══ DATA ROWS ══

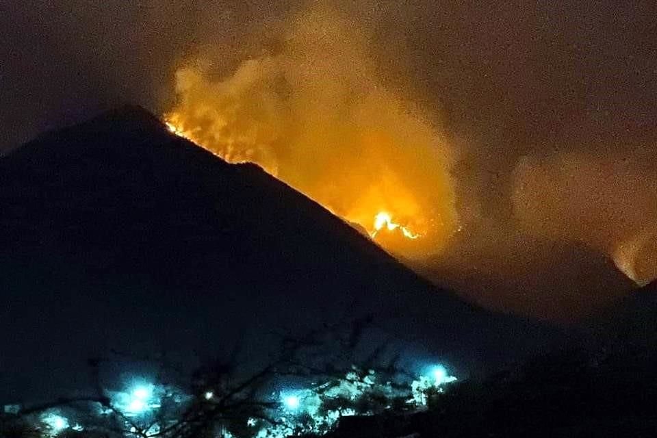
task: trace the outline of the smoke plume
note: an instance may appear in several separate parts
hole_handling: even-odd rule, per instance
[[[365,230],[385,211],[421,236],[391,249],[439,253],[457,227],[448,140],[433,114],[383,83],[356,24],[315,5],[288,18],[278,48],[228,76],[213,72],[220,53],[185,63],[167,118]]]

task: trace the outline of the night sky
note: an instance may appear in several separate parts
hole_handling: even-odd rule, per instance
[[[471,300],[559,320],[626,294],[626,274],[657,276],[654,2],[331,5],[377,86],[447,139],[462,231],[424,272]],[[3,2],[0,150],[123,103],[162,114],[181,66],[202,60],[222,78],[285,53],[291,17],[313,8]]]

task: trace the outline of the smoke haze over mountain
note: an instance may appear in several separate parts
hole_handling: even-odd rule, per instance
[[[231,114],[231,138],[337,213],[372,198],[402,210],[430,238],[400,252],[432,257],[442,276],[464,260],[549,253],[537,242],[552,240],[644,283],[657,275],[656,8],[6,2],[0,147],[123,103],[185,108],[186,96]],[[342,195],[374,181],[367,202]],[[547,293],[535,284],[563,269],[518,284],[519,263],[496,275],[528,294]],[[565,285],[520,305],[494,289],[498,307],[537,315],[546,302],[550,315],[576,313],[565,298],[581,292]]]

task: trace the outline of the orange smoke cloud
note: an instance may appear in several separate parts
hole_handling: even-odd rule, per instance
[[[276,53],[244,61],[232,75],[215,76],[209,57],[179,68],[177,103],[166,119],[370,233],[386,212],[400,235],[421,236],[380,241],[394,252],[440,252],[458,227],[445,136],[401,90],[383,85],[348,18],[318,7],[288,24]]]
[[[586,242],[639,284],[657,276],[657,168],[649,149],[526,157],[514,211],[534,234]]]

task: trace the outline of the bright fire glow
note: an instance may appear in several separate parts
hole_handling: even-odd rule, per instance
[[[164,124],[166,125],[166,127],[169,131],[203,146],[203,143],[200,142],[202,141],[202,138],[194,135],[194,132],[193,131],[186,131],[182,127],[178,126],[176,124],[176,120],[179,117],[175,114],[168,114],[164,116]],[[228,161],[229,162],[236,163],[249,161],[245,159],[231,159],[230,157],[221,156],[219,154],[216,154],[209,149],[208,150],[211,152],[213,152],[213,153],[215,153],[215,155],[220,156],[221,158],[223,158],[226,161]],[[261,163],[258,162],[257,162],[257,164],[261,164]],[[266,170],[268,170],[267,168],[263,168]],[[270,172],[270,173],[275,175],[275,173],[273,172]],[[324,207],[331,212],[335,213],[333,209],[332,209],[330,205],[324,205]],[[365,223],[362,223],[363,221],[361,219],[361,218],[362,218],[363,215],[359,214],[357,216],[358,217],[355,217],[355,215],[352,215],[351,217],[350,217],[349,215],[346,215],[344,218],[349,222],[358,223],[364,228],[368,228],[366,227]],[[402,235],[407,239],[410,239],[411,240],[415,240],[415,239],[417,239],[422,236],[420,233],[413,232],[409,227],[402,225],[393,220],[392,215],[388,211],[379,211],[374,216],[374,229],[368,231],[368,233],[372,239],[376,240],[377,235],[378,235],[379,231],[381,230],[387,230],[387,231],[399,233],[400,235]]]
[[[417,239],[420,237],[419,234],[413,233],[406,227],[393,222],[392,216],[387,211],[381,211],[374,216],[374,229],[370,233],[370,235],[374,239],[376,237],[376,234],[384,229],[389,231],[399,230],[404,237],[409,239]]]
[[[168,129],[257,164],[392,253],[439,253],[459,227],[439,114],[382,79],[348,16],[318,4],[288,24],[281,47],[233,70],[211,52],[183,60]]]

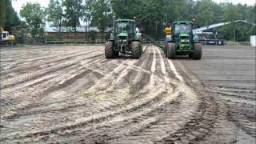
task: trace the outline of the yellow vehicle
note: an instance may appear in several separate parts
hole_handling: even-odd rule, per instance
[[[15,45],[15,36],[10,35],[8,31],[0,27],[0,45]]]

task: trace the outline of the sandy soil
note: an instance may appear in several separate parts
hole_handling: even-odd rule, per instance
[[[1,49],[1,143],[255,143],[255,49],[106,59],[102,46]]]

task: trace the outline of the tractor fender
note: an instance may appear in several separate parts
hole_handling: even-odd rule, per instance
[[[113,33],[111,33],[110,41],[114,41],[114,35]]]
[[[140,41],[141,38],[142,38],[142,33],[136,33],[136,34],[135,34],[134,39],[135,39],[135,40],[138,40],[138,41]]]
[[[166,42],[171,41],[171,35],[166,35]]]

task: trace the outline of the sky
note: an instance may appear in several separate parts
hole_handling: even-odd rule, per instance
[[[213,0],[218,3],[219,2],[232,2],[234,4],[242,3],[242,4],[247,4],[247,5],[254,5],[256,3],[255,0]],[[19,13],[22,6],[26,4],[26,2],[38,2],[41,6],[44,7],[47,7],[50,0],[17,0],[13,2],[13,7],[14,10]]]

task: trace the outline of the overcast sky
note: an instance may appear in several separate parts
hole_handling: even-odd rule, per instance
[[[14,10],[19,13],[19,10],[22,9],[22,6],[26,4],[27,2],[38,2],[41,6],[44,7],[47,7],[50,0],[18,0],[13,2],[13,7]],[[247,4],[247,5],[254,5],[255,4],[255,0],[213,0],[216,2],[232,2],[234,4],[242,3],[242,4]]]

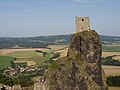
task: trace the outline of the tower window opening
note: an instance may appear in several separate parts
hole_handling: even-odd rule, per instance
[[[84,21],[84,19],[82,19],[82,21]]]

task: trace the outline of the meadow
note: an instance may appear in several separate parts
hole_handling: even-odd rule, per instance
[[[40,50],[46,52],[47,55],[43,56],[42,53],[36,52]],[[34,48],[34,49],[5,49],[0,50],[0,67],[6,68],[11,66],[11,61],[15,60],[15,63],[27,62],[28,66],[35,65],[37,67],[46,66],[48,63],[45,61],[49,60],[53,54],[51,50],[44,48]]]
[[[11,66],[11,61],[14,60],[13,57],[0,56],[0,69],[7,68]]]

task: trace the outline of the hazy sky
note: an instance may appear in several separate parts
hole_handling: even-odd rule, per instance
[[[72,34],[75,16],[91,29],[120,36],[120,0],[0,0],[0,37]]]

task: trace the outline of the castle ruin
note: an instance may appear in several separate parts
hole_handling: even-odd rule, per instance
[[[90,30],[90,19],[89,17],[76,16],[75,25],[76,25],[76,32]]]

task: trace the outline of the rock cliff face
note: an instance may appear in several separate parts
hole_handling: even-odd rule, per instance
[[[73,34],[67,56],[48,69],[47,90],[107,90],[101,53],[94,30]]]

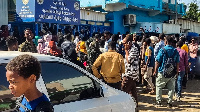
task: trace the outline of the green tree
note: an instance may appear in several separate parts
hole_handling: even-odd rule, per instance
[[[197,3],[190,3],[188,8],[189,10],[186,12],[184,18],[192,19],[195,21],[200,20],[199,6],[197,5]]]

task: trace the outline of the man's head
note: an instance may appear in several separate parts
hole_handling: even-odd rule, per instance
[[[150,38],[146,38],[145,39],[145,45],[150,46],[151,44],[151,39]]]
[[[126,37],[123,39],[122,43],[124,46],[127,46],[129,49],[132,46],[133,36],[131,34],[127,34]]]
[[[191,42],[192,42],[192,44],[195,44],[196,43],[196,38],[195,37],[192,37],[192,39],[191,39]]]
[[[6,45],[8,46],[9,51],[17,51],[18,50],[18,41],[16,37],[8,36],[6,39]]]
[[[182,42],[182,41],[178,41],[178,42],[176,43],[176,47],[181,48],[182,46],[183,46],[183,42]]]
[[[165,37],[165,45],[172,45],[174,42],[174,39],[172,36],[168,35],[167,37]]]
[[[108,44],[108,49],[109,49],[109,50],[116,50],[116,42],[111,41],[111,42]]]
[[[165,38],[165,34],[164,33],[160,33],[159,34],[159,40],[164,40]]]
[[[112,38],[112,41],[117,42],[118,39],[119,39],[119,35],[113,34],[113,35],[111,36],[111,38]]]
[[[72,41],[72,35],[70,33],[68,33],[67,35],[64,36],[64,39],[71,42]]]
[[[40,62],[33,56],[24,54],[12,59],[6,66],[6,77],[10,83],[9,89],[16,97],[25,94],[36,87],[40,77]]]
[[[179,38],[179,40],[182,41],[183,43],[185,43],[186,38],[185,38],[184,36],[181,36],[181,37]]]
[[[34,35],[30,28],[27,28],[24,30],[24,37],[28,41],[31,41],[33,39]]]
[[[106,40],[109,40],[110,39],[110,32],[109,31],[105,31],[104,32],[104,37]]]

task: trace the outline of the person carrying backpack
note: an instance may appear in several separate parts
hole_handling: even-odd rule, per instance
[[[12,59],[6,65],[6,78],[11,94],[19,99],[14,112],[53,112],[53,106],[44,93],[36,87],[41,74],[37,58],[24,54]]]
[[[156,105],[161,106],[162,88],[168,88],[167,107],[172,107],[172,100],[175,90],[175,81],[179,71],[179,53],[172,46],[173,37],[165,38],[166,46],[158,52],[155,63],[155,71],[153,76],[156,76]]]

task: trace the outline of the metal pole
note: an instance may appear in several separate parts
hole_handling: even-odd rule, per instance
[[[176,0],[176,21],[175,21],[175,24],[177,24],[177,21],[178,21],[178,11],[177,11],[177,5],[178,5],[178,3],[177,3],[177,0]]]

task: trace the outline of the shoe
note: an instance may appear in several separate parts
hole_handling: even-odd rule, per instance
[[[172,108],[172,104],[171,103],[167,103],[167,108]]]
[[[154,89],[152,89],[148,94],[153,95],[155,93]]]
[[[176,98],[176,101],[177,101],[177,102],[181,102],[181,98],[180,98],[180,97],[177,97],[177,98]]]
[[[155,103],[155,106],[156,106],[156,107],[162,107],[162,104],[161,104],[161,102],[157,101],[157,102]]]

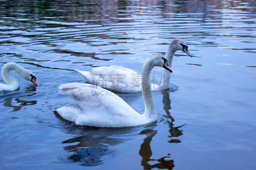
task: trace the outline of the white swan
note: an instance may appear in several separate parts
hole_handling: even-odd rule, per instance
[[[172,41],[165,55],[170,67],[172,67],[172,58],[176,51],[182,51],[189,56],[193,56],[188,48],[188,46],[182,40],[175,39]],[[132,91],[136,93],[142,90],[141,85],[136,83],[140,81],[141,78],[138,77],[138,73],[129,69],[112,66],[96,67],[90,72],[75,70],[83,75],[87,82],[101,87],[125,93]],[[164,79],[162,80],[160,85],[151,84],[152,91],[164,90],[170,88],[171,73],[165,69],[164,73]]]
[[[59,92],[72,97],[77,104],[69,105],[55,110],[67,120],[79,125],[98,127],[135,126],[154,122],[157,116],[150,92],[150,74],[155,66],[171,68],[162,54],[155,53],[146,59],[142,68],[145,75],[142,86],[145,111],[137,113],[118,96],[100,87],[89,84],[74,83],[60,85]]]
[[[8,63],[2,67],[1,71],[2,77],[7,84],[0,83],[0,92],[3,90],[12,92],[19,88],[18,81],[9,72],[10,70],[12,70],[15,71],[25,80],[31,81],[37,85],[38,85],[36,81],[36,78],[34,73],[15,63]]]

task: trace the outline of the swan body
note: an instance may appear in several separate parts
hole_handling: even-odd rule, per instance
[[[36,78],[34,73],[16,63],[8,63],[4,65],[1,71],[3,78],[7,84],[0,83],[0,92],[3,90],[12,92],[19,88],[18,81],[9,72],[12,70],[15,71],[25,80],[31,81],[37,85],[38,85],[36,81]]]
[[[77,83],[60,85],[60,93],[72,98],[77,104],[66,106],[56,110],[64,119],[79,125],[98,127],[135,126],[154,122],[157,116],[153,96],[150,74],[155,66],[171,68],[162,54],[149,55],[143,65],[145,74],[142,86],[145,111],[140,115],[123,99],[112,92],[89,84]]]
[[[186,43],[182,40],[175,39],[172,41],[165,55],[170,67],[172,58],[176,51],[182,51],[192,56],[188,48]],[[138,76],[138,73],[129,69],[112,66],[96,67],[91,71],[75,70],[82,75],[87,83],[104,88],[123,93],[130,93],[132,91],[136,93],[142,90],[141,85],[136,83],[141,81],[141,78]],[[164,70],[164,79],[162,80],[161,85],[151,84],[152,91],[164,90],[170,88],[171,73],[166,69]]]

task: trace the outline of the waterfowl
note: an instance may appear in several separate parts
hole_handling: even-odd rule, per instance
[[[189,56],[193,56],[188,49],[188,48],[186,43],[182,40],[175,39],[172,41],[165,55],[170,67],[172,67],[172,58],[177,51],[182,51]],[[141,85],[134,85],[134,82],[139,81],[141,78],[138,77],[138,73],[129,69],[111,66],[96,67],[91,71],[75,70],[82,75],[87,83],[104,88],[123,93],[130,93],[132,91],[136,93],[142,90]],[[162,83],[160,85],[152,84],[152,91],[164,90],[170,88],[171,73],[164,69],[164,80],[162,81]],[[136,76],[137,78],[136,78]],[[102,81],[99,81],[99,80],[104,80],[104,83],[101,83],[101,81],[102,83]]]
[[[59,87],[59,92],[71,97],[77,103],[58,108],[56,111],[67,120],[76,124],[98,127],[135,126],[156,120],[157,116],[151,92],[150,71],[155,66],[171,71],[167,60],[162,54],[150,55],[143,65],[145,75],[141,85],[145,105],[145,112],[140,115],[123,99],[107,90],[89,84],[74,83]]]
[[[2,67],[1,71],[2,77],[7,84],[0,83],[0,92],[3,90],[12,92],[19,88],[18,80],[9,72],[12,70],[15,71],[25,79],[32,82],[36,85],[38,85],[36,81],[36,78],[34,73],[16,63],[8,63],[4,65]]]

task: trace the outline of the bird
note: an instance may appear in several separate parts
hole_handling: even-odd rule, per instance
[[[171,67],[172,58],[176,51],[182,51],[189,56],[193,56],[188,48],[187,44],[182,40],[175,39],[171,42],[165,55],[170,67]],[[138,73],[129,69],[111,66],[96,67],[91,71],[81,71],[76,69],[75,70],[82,75],[86,82],[104,88],[124,93],[131,93],[132,92],[136,93],[142,90],[141,85],[136,85],[134,83],[141,78],[138,76]],[[171,72],[164,69],[163,77],[164,79],[159,85],[151,84],[152,91],[164,90],[170,88]]]
[[[19,88],[18,80],[9,72],[12,70],[15,71],[25,80],[31,81],[36,85],[38,85],[38,84],[36,80],[36,78],[34,73],[24,69],[17,63],[8,63],[4,65],[1,71],[2,77],[7,84],[0,83],[0,92],[3,90],[13,92]]]
[[[142,67],[144,74],[141,85],[145,105],[141,115],[114,93],[93,85],[73,83],[59,86],[59,92],[69,96],[77,102],[54,110],[64,119],[76,124],[101,127],[136,126],[153,122],[157,119],[151,93],[150,74],[155,66],[172,70],[163,54],[154,53],[146,60]]]

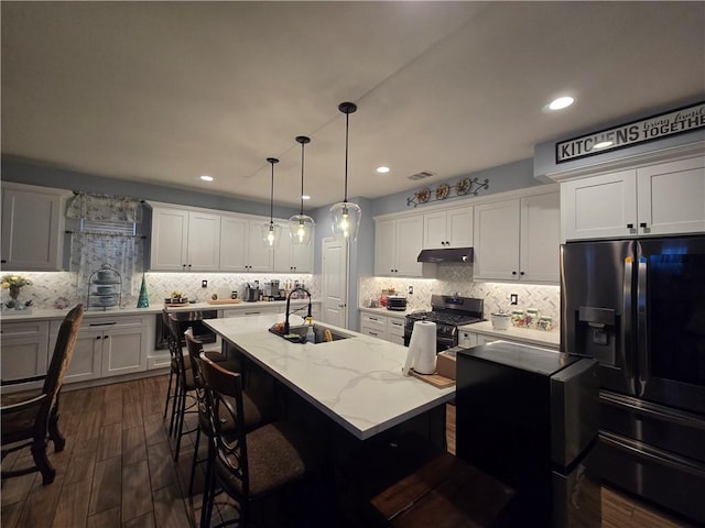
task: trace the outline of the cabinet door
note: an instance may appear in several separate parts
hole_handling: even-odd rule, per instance
[[[0,371],[3,380],[46,374],[48,321],[3,323],[1,333]],[[43,382],[23,384],[18,391],[41,387],[42,384]],[[8,385],[6,388],[14,387]]]
[[[100,377],[102,360],[102,330],[78,331],[74,355],[66,370],[64,383],[85,382]]]
[[[220,267],[220,216],[188,213],[186,267],[195,272],[217,272]]]
[[[561,198],[558,193],[521,199],[520,279],[561,280]]]
[[[394,248],[397,274],[420,277],[421,263],[416,258],[423,249],[423,215],[397,219]]]
[[[637,170],[639,234],[705,231],[705,158]]]
[[[262,243],[262,226],[264,220],[248,222],[248,251],[247,265],[249,272],[271,272],[274,268],[274,251]],[[279,243],[282,241],[280,240]]]
[[[475,279],[519,279],[519,200],[475,206]]]
[[[186,271],[188,260],[188,211],[152,210],[151,268],[162,272]]]
[[[423,249],[433,250],[447,246],[445,211],[427,212],[423,216]]]
[[[446,248],[473,248],[473,208],[458,207],[446,215]]]
[[[63,198],[57,194],[34,193],[3,186],[1,241],[3,270],[61,270],[63,202]]]
[[[622,170],[561,184],[566,240],[637,234],[637,172]]]
[[[248,245],[249,222],[243,218],[223,217],[220,219],[220,271],[247,271]]]
[[[375,223],[375,275],[394,273],[394,220]]]
[[[142,328],[115,328],[102,334],[101,376],[147,369],[147,340]]]

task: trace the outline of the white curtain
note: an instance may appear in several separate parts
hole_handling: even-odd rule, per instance
[[[133,295],[134,274],[143,271],[144,262],[143,239],[134,234],[140,212],[140,201],[133,198],[74,197],[66,216],[82,221],[82,230],[72,237],[70,263],[79,299],[88,298],[91,275],[106,267],[120,274],[121,305]]]

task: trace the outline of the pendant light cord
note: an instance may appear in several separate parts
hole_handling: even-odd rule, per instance
[[[350,112],[345,112],[345,196],[343,202],[348,201],[348,132],[350,128]]]
[[[272,184],[269,194],[269,224],[274,226],[274,164],[279,163],[275,157],[268,157],[267,161],[272,164]]]

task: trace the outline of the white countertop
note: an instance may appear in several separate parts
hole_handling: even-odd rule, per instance
[[[455,396],[401,373],[405,346],[326,324],[350,339],[290,343],[268,329],[281,315],[208,319],[224,340],[360,440],[421,415]]]
[[[137,302],[137,301],[135,301]],[[321,302],[319,300],[313,300],[312,302]],[[307,305],[307,299],[292,299],[290,306],[303,306]],[[84,302],[85,305],[85,302]],[[32,308],[31,314],[24,312],[25,310],[2,310],[0,312],[0,319],[8,322],[22,322],[22,321],[39,321],[44,319],[63,319],[68,310],[75,305],[64,310],[53,308]],[[165,305],[152,305],[147,308],[137,308],[134,306],[128,306],[126,308],[109,308],[107,310],[100,310],[91,308],[86,310],[84,317],[115,317],[115,316],[134,316],[143,314],[160,314]],[[257,301],[257,302],[238,302],[228,305],[210,305],[208,302],[195,302],[187,306],[169,307],[170,311],[194,311],[194,310],[247,310],[258,307],[285,307],[285,300],[271,300],[271,301]]]
[[[522,341],[529,344],[538,344],[540,346],[551,346],[556,350],[561,346],[561,332],[557,329],[550,331],[533,330],[530,328],[519,328],[510,324],[507,330],[496,330],[492,328],[492,323],[490,321],[481,321],[458,327],[458,330],[482,333],[485,336],[492,336],[510,341]]]

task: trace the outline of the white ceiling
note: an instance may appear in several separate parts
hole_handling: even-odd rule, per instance
[[[705,2],[0,6],[3,155],[263,202],[274,156],[282,206],[302,134],[306,208],[343,198],[343,101],[348,196],[376,198],[705,95]]]

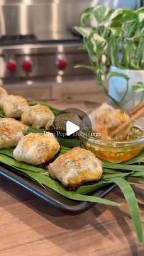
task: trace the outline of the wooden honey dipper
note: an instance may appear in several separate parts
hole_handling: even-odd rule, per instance
[[[135,120],[144,116],[144,102],[142,103],[136,108],[132,109],[128,113],[128,114],[131,117],[130,119],[128,120],[123,123],[121,125],[120,125],[120,126],[117,128],[111,133],[110,133],[110,137],[112,137],[116,136],[118,133],[121,131],[129,125],[130,125]]]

═══

PROBLEM STATEMENT: Copy the lines of the entries above verbatim, starting with the line that contains "task: trace the outline of the wooden" and continuing through the last line of the entries, with both ends included.

TASK RESULT:
task: trace the outline of the wooden honey dipper
note: an instance may appear in several separate parts
hole_handling: even-odd rule, per instance
[[[135,120],[144,116],[144,102],[142,103],[136,108],[132,109],[128,113],[128,114],[131,117],[130,119],[128,120],[123,123],[121,125],[120,125],[120,126],[117,128],[111,133],[110,133],[110,137],[112,137],[116,136],[118,133],[121,131],[129,125],[130,125]]]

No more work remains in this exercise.